### [EXPLORER LE CONTENU]
[a] Résumez le texte étudié en deux phrases, s'il vous plaît.
[b] D'après le texte étudié, en quelle année le parcours du Dr Jonathan Clarhaut s'est-il concrétisé par une thèse de doctorat ?
[c] Recopiez le passage du texte étudié compris entre « Fabriquer des médicaments » et « poitevin du CHU. », bornes incluses, en renommant « CHU » en « centre hospitalier universitaire ».

### [TEXTE ÉTUDIÉ]

------------------------------------

Recherche : quand le médicament devient intelligent

Process médicament intelligent

Fabriquer des médicaments qui ciblent de manière précise leur objectif devient une perspective réaliste grâce aux recherches d’un jeune chercheur poitevin du CHU.

Fabriquer une molécule médicamenteuse qui cible de façon précise la tumeur. Voilà une perspective stimulante qui mobilise depuis longtemps de nombreux chercheurs du monde entier avec l’objectif d’améliorer l’efficacité du médicament, et en limiter les effets secondaires désagréables ou invalidants – comme la perte de poids, de cheveux ou d’appétit. Aujourd’hui, le but semble plus proche que jamais, grâce aux recherches du Dr Jonathan Clarhaut, chercheur au CHU de Poitiers. « Dans les traitements anticancéreux, bien trop d’effets secondaires perturbent la vie du patient », explique le scientifique, dont le parcours s’est concrétisé en 2008 au sein de l’université de Poitiers par une thèse de doctorat sur les aspects moléculaires et cellulaires de la biologie, portant précisément sur l’étude de la régulation de l’expression de la sémaphorine 3F antitumorale.

La recherche s’est effectuée en collaboration entre le CHU et le groupe «Systèmes moléculaires programmés» dirigé par le professeur Sébastien Papot au sein de l’Institut de chimie des milieux et des matériaux de Poitiers (CNRS-UMR7285).
La recherche s’est effectuée en collaboration entre le CHU et le groupe « Systèmes moléculaires programmés » dirigé par le professeur Sébastien Papot au sein de l’Institut de chimie des milieux et des matériaux de Poitiers (CNRS-UMR7285).

------------------------------------

### [DONNÉES FOURNIES]
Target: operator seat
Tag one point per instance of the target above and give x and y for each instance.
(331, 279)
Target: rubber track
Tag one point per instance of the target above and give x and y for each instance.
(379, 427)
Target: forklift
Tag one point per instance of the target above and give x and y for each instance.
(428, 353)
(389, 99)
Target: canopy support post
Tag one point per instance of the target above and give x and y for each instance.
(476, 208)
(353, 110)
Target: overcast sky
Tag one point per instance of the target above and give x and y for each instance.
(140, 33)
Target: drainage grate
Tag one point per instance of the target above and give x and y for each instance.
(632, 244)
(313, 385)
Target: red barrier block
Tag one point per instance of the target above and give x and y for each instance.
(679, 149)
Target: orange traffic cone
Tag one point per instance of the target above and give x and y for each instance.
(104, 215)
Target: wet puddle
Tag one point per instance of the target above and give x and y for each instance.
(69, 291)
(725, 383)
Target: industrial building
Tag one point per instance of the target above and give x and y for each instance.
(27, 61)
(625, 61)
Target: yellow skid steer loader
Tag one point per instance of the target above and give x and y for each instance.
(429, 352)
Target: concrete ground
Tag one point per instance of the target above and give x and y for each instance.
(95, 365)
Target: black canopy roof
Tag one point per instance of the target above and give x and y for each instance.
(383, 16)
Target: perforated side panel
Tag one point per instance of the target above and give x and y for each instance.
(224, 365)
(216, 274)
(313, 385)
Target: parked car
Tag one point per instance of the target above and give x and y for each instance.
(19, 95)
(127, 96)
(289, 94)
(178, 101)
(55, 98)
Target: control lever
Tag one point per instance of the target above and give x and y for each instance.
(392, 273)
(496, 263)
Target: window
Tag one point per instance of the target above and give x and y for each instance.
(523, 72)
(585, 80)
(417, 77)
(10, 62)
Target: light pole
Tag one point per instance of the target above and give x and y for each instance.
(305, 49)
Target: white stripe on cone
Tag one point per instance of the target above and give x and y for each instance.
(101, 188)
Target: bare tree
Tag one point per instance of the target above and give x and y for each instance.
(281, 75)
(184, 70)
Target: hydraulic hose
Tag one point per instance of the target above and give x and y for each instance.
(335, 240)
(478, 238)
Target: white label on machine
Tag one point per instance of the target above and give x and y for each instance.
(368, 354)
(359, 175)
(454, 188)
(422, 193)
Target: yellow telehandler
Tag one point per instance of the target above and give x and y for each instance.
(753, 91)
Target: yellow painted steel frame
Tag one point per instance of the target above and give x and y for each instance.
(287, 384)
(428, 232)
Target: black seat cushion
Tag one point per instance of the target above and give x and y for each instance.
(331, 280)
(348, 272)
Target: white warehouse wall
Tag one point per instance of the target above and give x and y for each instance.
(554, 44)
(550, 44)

------------------------------------

### [RÉPONSES DE L'EXERCICE]
[a] Grâce aux recherches du Dr Jonathan Clarhaut, chercheur au CHU de Poitiers, fabriquer des médicaments qui ciblent précisément la tumeur devient une perspective réaliste, avec l'objectif d'améliorer leur efficacité et d'en limiter les effets secondaires. Ces recherches ont été menées en collaboration entre le CHU et le groupe « Systèmes moléculaires programmés », dirigé par le professeur Sébastien Papot au sein de l'Institut de chimie des milieux et des matériaux de Poitiers.

[b] En 2008.

[c]
Fabriquer des médicaments qui ciblent de manière précise leur objectif devient une perspective réaliste grâce aux recherches d’un jeune chercheur poitevin du centre hospitalier universitaire.